Print each entry again exactly as written, and keep the pictures out.
BEGIN Supplied records
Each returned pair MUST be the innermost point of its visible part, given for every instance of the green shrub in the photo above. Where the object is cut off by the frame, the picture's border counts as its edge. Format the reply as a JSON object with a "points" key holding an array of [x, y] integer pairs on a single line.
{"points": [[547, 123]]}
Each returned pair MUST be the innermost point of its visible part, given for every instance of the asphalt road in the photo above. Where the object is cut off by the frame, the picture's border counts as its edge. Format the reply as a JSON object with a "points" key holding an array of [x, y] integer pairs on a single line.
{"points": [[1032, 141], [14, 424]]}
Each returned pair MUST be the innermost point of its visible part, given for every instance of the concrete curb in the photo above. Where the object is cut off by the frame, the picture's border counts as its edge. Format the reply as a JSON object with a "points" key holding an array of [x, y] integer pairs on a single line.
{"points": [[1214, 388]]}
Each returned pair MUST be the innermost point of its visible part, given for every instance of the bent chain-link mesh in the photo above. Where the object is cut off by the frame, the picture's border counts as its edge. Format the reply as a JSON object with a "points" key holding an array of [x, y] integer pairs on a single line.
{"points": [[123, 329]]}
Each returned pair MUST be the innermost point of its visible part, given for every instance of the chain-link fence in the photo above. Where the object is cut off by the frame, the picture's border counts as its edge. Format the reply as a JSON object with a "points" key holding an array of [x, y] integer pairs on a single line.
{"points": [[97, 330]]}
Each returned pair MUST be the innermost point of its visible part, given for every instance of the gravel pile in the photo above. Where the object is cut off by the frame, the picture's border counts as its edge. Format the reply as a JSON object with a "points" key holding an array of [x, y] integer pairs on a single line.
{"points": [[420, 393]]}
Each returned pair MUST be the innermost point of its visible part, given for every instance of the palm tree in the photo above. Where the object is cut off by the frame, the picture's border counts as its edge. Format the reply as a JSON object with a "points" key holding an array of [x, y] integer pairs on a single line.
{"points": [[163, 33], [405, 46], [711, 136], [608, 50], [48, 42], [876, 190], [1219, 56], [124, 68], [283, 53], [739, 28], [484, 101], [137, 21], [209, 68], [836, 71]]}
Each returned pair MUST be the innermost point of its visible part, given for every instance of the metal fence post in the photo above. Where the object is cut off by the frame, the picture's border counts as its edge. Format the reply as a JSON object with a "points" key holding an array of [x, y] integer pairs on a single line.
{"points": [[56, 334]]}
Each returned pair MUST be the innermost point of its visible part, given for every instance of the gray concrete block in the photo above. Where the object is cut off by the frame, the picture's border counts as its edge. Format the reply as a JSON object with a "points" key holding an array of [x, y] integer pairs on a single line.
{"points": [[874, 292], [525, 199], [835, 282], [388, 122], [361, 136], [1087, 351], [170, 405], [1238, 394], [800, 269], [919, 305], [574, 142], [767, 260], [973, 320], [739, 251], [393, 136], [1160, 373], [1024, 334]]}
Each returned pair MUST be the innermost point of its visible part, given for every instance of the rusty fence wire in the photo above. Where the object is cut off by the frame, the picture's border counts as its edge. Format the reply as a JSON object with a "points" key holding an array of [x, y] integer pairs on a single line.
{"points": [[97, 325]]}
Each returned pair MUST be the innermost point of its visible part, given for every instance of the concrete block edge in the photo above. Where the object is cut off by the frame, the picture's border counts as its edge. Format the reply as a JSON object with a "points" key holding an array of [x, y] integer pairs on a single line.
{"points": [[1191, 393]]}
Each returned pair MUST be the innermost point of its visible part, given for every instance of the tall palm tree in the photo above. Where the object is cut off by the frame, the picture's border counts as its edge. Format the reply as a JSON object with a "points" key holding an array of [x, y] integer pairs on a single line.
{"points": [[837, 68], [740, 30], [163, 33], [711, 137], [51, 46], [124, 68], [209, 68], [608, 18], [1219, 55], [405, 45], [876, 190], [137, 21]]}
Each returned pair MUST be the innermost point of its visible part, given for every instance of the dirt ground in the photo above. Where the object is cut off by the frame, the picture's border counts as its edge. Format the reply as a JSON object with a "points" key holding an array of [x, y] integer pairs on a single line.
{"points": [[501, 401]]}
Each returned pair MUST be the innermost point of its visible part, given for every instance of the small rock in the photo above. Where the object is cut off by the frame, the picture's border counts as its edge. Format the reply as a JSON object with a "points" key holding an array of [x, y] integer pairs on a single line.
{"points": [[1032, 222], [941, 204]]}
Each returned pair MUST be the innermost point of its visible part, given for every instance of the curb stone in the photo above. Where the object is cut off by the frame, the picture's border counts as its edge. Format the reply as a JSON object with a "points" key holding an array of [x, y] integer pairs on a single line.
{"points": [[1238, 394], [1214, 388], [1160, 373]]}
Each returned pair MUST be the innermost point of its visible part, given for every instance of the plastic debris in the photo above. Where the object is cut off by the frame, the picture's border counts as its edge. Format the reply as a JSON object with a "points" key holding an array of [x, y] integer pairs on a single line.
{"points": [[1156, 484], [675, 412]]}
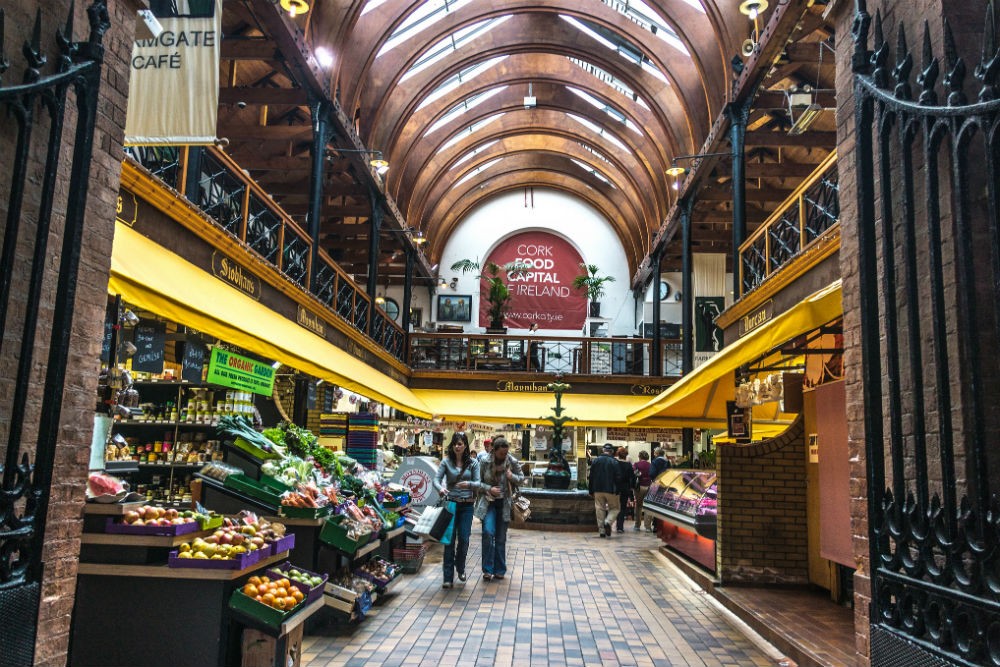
END Supplied records
**Solution to this task:**
Each returned pair MUST be the innermost point of its visible part, given for every instance of the green shrub in the photo above. Where the object is cut off by the frame, the picture's border counts as its edge. Format the reply as a JSON object with a "points" key holding an array of [x, y] integer pairs on a single line.
{"points": [[547, 123]]}
Each returned pair MUST be the innermost point of its visible part, given for every instance of the asphalt road in the photo above. Where the object is cut off by the frame, the picture's border counts as its edge. Format the reply as a JSON object with a "points" key holding an array of [x, y] integer pairs on a single line.
{"points": [[1032, 141], [14, 424]]}
Each returned pair MUST be the innermost point of its visible part, given for every instance of the concrete curb in the photo above. Where the object is cut off by the frame, the picture's border counts as its edge. Format the reply as a JSON object with a "points" key holding an array of [x, y] integer pairs on a single line.
{"points": [[1214, 388]]}
Each returned pair MUST be the innermost point of its visible part, given for every instance of the bent chain-link mesh in the photo above. Where the object is cut off by the frame, the picture's border counts as its edge. Format the reply as a JSON object with a "points" key holding an array of [x, y] integer pairs on a single line.
{"points": [[123, 329]]}
Each returned pair MUST be the innermost point of its visible part, given for every instance of the chain-link fence in the photo above. Where the object is cut off by the frame, the picture's border counts as its edge. Format the reply as a JSON object with a "points" key holding an array of [x, y] integer pairs on a single line.
{"points": [[97, 330]]}
Each returned pair MUST be the innermost point of its visible part, given for every instance of the gravel pile in the photo above. Where the object is cut off by the frame, the picture's border counts as its edge. Format the reply as a JSON object with a "points" key holding an array of [x, y] integer pairs on a single line.
{"points": [[420, 393]]}
Each returned pair MUST be the innermost point of its visible part, given for every instance of the palm tree in the photo above. Where the object is cut off by the frame, the picture's border counts as its edge. Format the reply as a JSON object with a "points" key holding an array of [x, y] integer pairs on a single line.
{"points": [[163, 33], [405, 46], [711, 136], [608, 50], [48, 42], [876, 190], [1219, 56], [124, 68], [283, 53], [739, 28], [484, 101], [137, 21], [209, 68], [836, 71]]}
Each returned pair MUST be the innermost point of its visible part, given for every instance of the metal fence post in the photo above. Where the object is cut off by the frame, the picture's border counts as its edge. Format the reply as a JSON object with a "points" key holding an array of [x, y] integer pairs on a single line.
{"points": [[56, 334]]}
Each returned pair MUST be the innermost point of its visible part, given for every instance of the gray concrete block in the photo above. Where the object is cut off by the frame, the picture's border counts as its edge. Format the reply as a JSON object with a "points" key holding an array of [x, y] integer pairs on a single line.
{"points": [[874, 292], [525, 199], [835, 282], [388, 122], [361, 136], [1087, 351], [170, 405], [1238, 394], [800, 269], [919, 305], [574, 142], [767, 260], [973, 320], [739, 251], [393, 136], [1160, 373], [1024, 334]]}
Each returned pair MUST be the innermost point of its visible part, given for every instance of the rusty fence wire in the photo above. Where the object is cut off by the frame, the picture's border counts as its edge. Format the reply as a JSON object with a "points" key holding an array of [x, y] integer pairs on a single line.
{"points": [[97, 325]]}
Each returned pair MUST be the innermost point of its visible part, given for every instance of the concrete block edge in the photo above. Where the object is cut off by the frame, the picture's border counts as its edge. Format the reply as a JSON object with a "points" key holding an array of [x, y] integer pairs on a single line.
{"points": [[1191, 393]]}
Each returned pair MUST be the innermost point of its visible part, given for every instance of the tall palm tree in the photo above. Where the object is cut off by the frame, the picture's border counts as its edge. Format the reply as a JSON object with a "points" key holding an array of [x, y] integer pairs on a single line.
{"points": [[837, 68], [740, 30], [163, 33], [711, 137], [51, 46], [124, 68], [209, 68], [608, 18], [1219, 55], [405, 45], [876, 190], [137, 21]]}
Each returned pair MUST be the innermost point of its visible part, given for every instance of the dirt ground in the photo above. Where the object is cut off by the frame, the picture's border counts as its edge. Format the reply as a JSON object with a "points" key holding an array of [x, y] integer pairs on a single line.
{"points": [[501, 401]]}
Each returned pair MUST be the innermost point of its visible part, given for every instance of the small rock in the photo above. Where the object is cut off by the frame, the picture's border counts as its edge. Format the reply as a JSON object with a "points" key holding an array of [x, y] integer pairs on a single line.
{"points": [[1032, 222], [941, 204]]}
Each returned pair MUST be the innermost point of its visible part, given for every instance of the curb stone in the photo above. Where the object is cut off by the frame, the picture's border counts as its edge. Format the reply as a JSON object with a "points" key holding an array of [x, y] integer pairs on a single line.
{"points": [[1238, 394], [1214, 388], [1160, 373]]}
Each returned pair MUST be the innermost point of its visible part, given for every instance of the plastic debris in the photo above. Where the object is cut off by the frame, the picture's border counts as its edge. Format the reply as a JSON object with a "points" key holding an array of [x, y] integer pairs on a single line.
{"points": [[1156, 484], [675, 412]]}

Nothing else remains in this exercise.